*** DATA RECORDS ***

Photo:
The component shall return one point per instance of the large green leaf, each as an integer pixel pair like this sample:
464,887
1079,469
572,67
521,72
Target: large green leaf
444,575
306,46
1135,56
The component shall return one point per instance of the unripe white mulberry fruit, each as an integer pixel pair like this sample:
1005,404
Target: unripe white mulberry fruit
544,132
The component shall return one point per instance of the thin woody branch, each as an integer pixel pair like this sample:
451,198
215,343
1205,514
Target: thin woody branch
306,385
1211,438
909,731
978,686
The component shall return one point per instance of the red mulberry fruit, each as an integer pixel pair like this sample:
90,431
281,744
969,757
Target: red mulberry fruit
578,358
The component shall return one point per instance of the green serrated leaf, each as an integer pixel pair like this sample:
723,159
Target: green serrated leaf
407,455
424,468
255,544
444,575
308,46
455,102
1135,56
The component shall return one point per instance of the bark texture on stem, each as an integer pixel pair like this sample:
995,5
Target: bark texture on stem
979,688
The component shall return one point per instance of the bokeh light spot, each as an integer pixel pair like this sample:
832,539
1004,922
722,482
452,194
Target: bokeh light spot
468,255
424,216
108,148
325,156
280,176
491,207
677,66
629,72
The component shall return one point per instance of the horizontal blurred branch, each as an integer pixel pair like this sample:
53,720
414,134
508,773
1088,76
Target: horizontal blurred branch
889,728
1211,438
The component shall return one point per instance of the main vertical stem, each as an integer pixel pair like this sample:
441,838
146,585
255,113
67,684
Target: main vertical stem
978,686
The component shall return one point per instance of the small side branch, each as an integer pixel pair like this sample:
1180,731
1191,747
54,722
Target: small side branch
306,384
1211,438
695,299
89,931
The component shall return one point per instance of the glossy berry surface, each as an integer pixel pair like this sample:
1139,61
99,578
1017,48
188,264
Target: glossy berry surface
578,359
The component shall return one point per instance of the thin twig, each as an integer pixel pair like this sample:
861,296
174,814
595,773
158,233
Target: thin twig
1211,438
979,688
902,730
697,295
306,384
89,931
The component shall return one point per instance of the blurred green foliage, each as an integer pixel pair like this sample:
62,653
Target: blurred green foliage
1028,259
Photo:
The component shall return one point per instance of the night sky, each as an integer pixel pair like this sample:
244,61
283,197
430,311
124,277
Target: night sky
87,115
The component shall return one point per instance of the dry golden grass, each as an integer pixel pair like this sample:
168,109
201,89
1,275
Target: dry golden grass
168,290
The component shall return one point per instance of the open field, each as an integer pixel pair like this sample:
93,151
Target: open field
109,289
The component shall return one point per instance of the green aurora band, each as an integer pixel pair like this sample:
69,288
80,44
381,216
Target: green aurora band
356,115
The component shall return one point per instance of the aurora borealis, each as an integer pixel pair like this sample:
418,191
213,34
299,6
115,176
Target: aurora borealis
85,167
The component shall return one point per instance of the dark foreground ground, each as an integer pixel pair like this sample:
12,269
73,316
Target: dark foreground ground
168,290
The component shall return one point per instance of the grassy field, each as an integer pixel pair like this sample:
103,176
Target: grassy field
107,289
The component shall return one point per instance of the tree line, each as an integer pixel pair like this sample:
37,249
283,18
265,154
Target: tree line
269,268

***
*** DATA RECORDS ***

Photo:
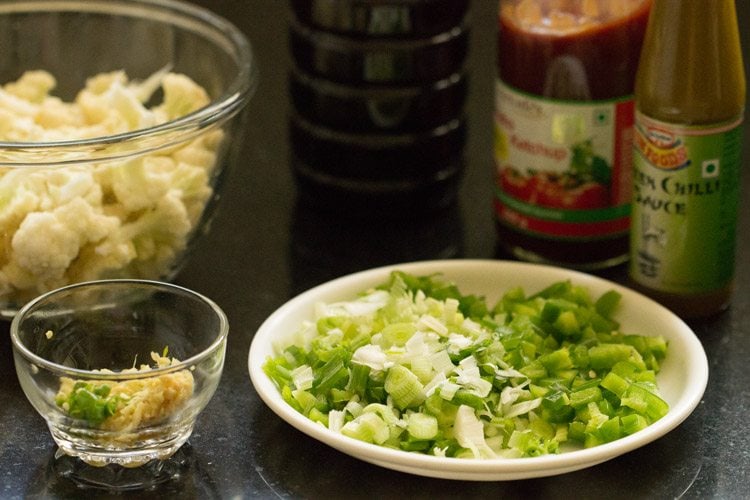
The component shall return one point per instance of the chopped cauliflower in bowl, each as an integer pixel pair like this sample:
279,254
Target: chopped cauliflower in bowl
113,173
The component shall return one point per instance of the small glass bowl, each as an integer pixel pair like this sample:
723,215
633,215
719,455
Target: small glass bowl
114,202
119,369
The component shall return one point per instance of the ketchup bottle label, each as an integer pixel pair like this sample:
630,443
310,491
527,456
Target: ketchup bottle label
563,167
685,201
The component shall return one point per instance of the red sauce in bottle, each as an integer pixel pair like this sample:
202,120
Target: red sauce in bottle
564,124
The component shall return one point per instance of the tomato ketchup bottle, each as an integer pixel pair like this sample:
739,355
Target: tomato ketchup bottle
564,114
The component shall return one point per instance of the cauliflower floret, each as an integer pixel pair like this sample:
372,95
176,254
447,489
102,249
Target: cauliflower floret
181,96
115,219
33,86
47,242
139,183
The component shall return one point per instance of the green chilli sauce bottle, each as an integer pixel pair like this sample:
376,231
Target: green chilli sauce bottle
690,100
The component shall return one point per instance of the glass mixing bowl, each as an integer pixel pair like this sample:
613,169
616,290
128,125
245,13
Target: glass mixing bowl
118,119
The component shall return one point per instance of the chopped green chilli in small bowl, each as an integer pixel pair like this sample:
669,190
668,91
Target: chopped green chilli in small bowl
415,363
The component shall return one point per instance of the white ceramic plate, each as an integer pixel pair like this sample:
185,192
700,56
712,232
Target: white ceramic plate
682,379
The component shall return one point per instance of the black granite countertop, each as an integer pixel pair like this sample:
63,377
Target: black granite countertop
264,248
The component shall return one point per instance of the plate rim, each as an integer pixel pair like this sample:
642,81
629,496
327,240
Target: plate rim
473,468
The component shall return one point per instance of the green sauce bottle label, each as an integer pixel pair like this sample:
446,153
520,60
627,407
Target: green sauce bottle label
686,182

***
*** DATA RECORDS ***

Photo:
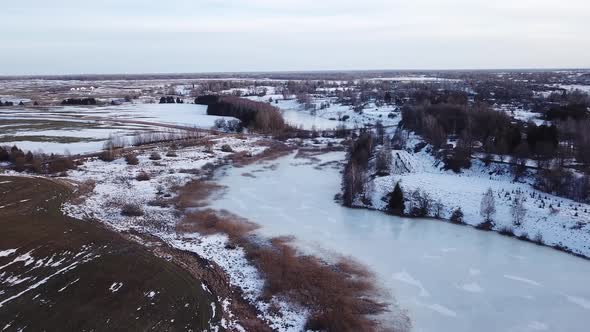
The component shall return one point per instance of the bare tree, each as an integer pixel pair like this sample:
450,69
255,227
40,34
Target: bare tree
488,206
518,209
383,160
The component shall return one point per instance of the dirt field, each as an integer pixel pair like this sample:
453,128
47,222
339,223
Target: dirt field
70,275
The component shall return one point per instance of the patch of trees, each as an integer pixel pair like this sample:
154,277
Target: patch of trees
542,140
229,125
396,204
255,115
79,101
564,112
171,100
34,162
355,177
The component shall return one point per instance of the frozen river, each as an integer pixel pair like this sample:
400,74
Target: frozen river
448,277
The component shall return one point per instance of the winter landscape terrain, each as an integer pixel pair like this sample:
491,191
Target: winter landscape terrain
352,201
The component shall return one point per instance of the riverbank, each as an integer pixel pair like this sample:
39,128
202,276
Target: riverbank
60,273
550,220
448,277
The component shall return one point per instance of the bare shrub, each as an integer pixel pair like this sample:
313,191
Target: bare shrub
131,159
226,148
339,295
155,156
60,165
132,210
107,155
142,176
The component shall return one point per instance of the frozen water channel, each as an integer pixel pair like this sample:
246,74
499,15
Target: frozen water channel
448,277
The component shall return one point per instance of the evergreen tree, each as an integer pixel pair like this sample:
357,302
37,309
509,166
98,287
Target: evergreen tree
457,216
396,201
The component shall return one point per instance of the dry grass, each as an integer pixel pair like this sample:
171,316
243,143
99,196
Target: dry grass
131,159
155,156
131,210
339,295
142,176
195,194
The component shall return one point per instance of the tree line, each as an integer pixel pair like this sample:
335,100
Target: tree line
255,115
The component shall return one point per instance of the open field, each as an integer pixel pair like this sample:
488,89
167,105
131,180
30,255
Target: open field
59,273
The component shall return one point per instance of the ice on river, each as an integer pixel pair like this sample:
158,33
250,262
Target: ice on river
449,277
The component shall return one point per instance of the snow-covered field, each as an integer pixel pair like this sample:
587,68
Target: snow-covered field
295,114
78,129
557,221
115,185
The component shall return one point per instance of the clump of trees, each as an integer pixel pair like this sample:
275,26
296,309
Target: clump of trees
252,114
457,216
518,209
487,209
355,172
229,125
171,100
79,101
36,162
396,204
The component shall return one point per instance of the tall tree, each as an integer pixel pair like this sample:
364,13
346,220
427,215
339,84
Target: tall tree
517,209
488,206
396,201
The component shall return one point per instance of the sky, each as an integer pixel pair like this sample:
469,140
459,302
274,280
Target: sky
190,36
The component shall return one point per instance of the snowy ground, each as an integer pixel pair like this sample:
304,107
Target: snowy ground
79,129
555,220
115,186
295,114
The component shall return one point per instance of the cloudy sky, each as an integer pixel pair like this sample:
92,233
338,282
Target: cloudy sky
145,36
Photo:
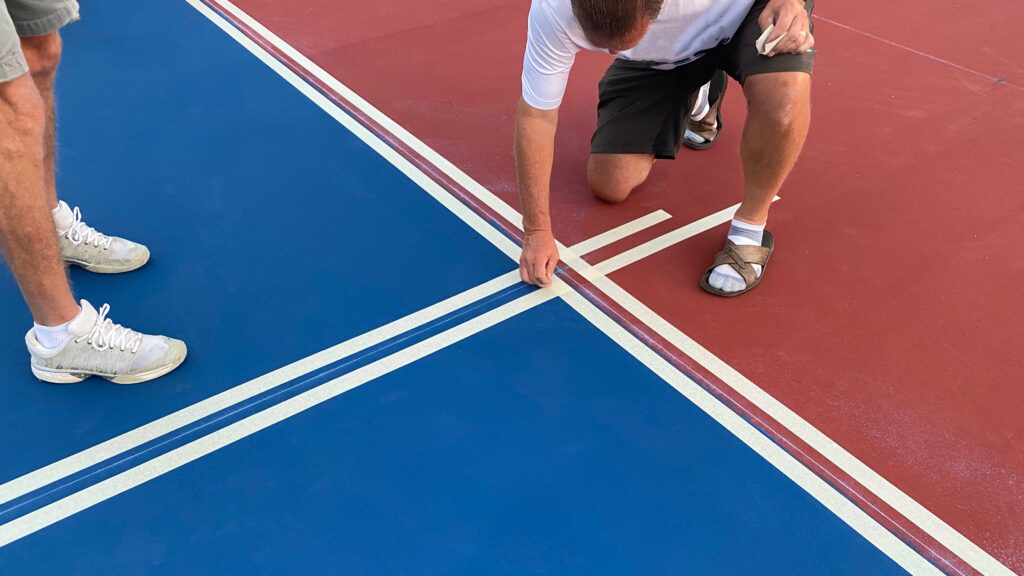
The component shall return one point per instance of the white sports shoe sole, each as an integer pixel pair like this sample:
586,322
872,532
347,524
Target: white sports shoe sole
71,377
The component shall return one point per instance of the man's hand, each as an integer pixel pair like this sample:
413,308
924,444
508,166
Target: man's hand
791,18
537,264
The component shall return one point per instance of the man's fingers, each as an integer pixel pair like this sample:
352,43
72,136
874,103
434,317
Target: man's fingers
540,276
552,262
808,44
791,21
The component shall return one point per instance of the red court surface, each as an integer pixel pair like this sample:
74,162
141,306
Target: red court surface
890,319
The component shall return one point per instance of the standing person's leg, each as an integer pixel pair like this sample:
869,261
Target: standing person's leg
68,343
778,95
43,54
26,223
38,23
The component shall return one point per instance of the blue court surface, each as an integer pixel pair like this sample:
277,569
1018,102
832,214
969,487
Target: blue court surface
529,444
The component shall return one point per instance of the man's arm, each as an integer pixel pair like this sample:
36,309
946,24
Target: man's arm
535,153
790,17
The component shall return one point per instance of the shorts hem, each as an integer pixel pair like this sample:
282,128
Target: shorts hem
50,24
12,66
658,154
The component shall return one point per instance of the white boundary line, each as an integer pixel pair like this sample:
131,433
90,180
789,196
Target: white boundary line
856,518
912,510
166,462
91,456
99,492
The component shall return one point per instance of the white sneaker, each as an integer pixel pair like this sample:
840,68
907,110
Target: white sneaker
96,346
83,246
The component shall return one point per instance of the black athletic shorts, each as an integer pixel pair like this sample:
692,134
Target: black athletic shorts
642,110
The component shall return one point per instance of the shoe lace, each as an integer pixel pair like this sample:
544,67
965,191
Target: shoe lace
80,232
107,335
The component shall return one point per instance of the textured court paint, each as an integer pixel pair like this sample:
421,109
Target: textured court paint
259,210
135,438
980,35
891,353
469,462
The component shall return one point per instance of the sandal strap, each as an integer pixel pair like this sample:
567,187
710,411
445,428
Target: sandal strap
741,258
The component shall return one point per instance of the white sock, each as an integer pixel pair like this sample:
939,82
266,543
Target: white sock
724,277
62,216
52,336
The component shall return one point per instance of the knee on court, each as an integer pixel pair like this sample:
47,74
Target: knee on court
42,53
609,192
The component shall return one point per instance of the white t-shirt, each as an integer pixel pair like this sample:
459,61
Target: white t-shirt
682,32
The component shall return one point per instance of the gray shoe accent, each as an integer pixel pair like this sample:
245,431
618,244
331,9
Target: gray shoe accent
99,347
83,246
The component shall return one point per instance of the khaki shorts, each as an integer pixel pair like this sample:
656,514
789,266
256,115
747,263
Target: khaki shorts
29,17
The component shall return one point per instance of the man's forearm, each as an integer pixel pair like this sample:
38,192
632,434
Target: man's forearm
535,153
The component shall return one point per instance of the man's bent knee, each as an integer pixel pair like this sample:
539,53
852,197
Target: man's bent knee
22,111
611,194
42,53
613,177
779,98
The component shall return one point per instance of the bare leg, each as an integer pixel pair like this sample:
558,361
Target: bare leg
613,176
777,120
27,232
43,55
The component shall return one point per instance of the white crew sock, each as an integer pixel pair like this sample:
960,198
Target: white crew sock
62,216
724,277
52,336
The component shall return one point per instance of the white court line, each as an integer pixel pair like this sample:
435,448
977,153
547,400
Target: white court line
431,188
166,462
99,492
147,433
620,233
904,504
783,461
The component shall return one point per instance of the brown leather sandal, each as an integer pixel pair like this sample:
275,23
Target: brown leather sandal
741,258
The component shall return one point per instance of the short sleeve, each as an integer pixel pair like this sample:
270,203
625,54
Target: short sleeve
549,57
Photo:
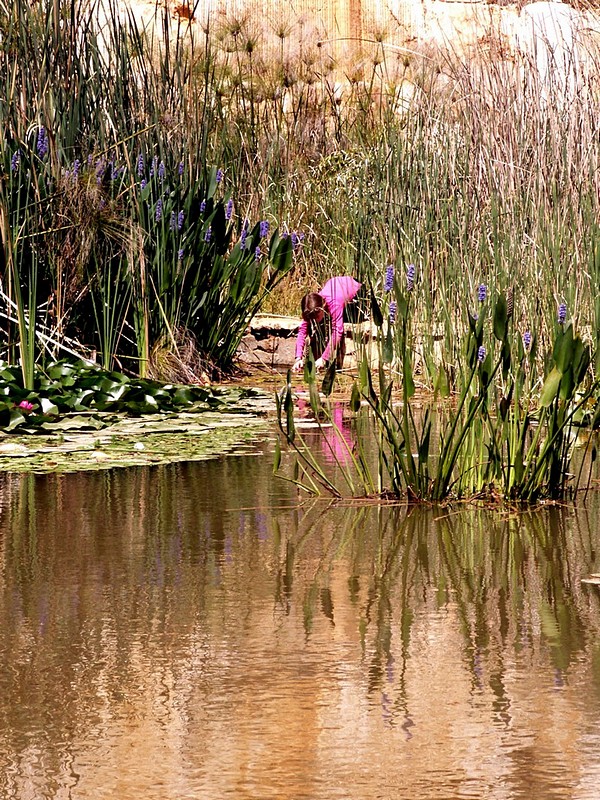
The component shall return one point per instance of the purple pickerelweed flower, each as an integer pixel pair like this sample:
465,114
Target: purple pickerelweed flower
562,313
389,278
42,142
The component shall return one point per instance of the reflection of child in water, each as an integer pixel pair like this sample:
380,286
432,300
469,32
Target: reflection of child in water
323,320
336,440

***

WORK TO COMPLETE:
Which lines in the listing above contain the string "paint"? Pick out each one and copy it in full.

CORRECT OUTPUT:
The component shall return one point per instance of the textured court paint, each as an integer pixel pair like this sample:
Target: textured court paint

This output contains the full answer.